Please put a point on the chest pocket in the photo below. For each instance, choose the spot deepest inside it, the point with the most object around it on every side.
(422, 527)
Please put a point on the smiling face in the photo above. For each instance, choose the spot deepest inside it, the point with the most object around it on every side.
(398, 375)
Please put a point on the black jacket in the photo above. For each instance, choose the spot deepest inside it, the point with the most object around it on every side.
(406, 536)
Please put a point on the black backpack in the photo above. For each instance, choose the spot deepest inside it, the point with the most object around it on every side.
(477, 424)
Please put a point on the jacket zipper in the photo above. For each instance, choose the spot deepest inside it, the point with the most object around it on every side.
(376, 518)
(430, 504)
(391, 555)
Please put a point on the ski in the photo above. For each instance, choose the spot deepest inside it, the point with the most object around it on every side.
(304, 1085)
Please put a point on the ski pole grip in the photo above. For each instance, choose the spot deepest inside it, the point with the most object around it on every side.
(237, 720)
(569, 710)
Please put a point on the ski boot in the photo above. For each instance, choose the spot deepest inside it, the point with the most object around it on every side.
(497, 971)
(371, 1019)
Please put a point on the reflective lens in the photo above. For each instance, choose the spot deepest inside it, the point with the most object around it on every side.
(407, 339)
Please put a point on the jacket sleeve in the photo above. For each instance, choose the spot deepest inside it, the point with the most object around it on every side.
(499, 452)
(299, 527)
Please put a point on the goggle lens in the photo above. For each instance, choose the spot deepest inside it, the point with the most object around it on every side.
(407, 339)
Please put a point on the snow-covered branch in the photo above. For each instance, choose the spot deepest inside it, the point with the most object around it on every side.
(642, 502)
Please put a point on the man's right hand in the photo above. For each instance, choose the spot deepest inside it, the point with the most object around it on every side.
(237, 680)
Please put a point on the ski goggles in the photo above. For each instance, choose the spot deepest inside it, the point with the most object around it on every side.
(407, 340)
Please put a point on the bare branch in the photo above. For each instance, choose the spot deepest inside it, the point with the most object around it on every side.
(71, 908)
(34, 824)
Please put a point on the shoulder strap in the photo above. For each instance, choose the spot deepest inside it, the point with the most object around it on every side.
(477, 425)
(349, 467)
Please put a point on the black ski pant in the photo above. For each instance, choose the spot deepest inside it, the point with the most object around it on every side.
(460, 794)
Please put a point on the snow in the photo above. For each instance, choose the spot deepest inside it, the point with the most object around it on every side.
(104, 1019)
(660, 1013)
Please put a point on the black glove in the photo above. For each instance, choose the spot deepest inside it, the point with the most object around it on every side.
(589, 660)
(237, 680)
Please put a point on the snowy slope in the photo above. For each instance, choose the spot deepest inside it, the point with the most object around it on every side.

■ Short problem ■
Rewrite only the lines from the one that contains "Please put a point on the black ski" through the end of the records, requests included. Multiply every point coordinate in the answers by 1.6 and round each to a whole number, rounding halves up.

■ Full output ■
Please put a point on the black ski pant in the photo above. For each instance, choose the spot deepest inside it, the point with the most object around it on every side.
(736, 1270)
Please put a point on the snow in the photo above. For each instance, choose the spot deepest inside it, the point with the most object around it on every side.
(166, 1630)
(1056, 1621)
Please put a point on the black glove in the photo above. For each instance, choose the spot deepest inside it, the point with the most object around it on every side.
(942, 1056)
(379, 1088)
Please put a point on the snowy slope in the photo above. For each instance, choose the spot deepest inside it, the point with the most object around it on every side.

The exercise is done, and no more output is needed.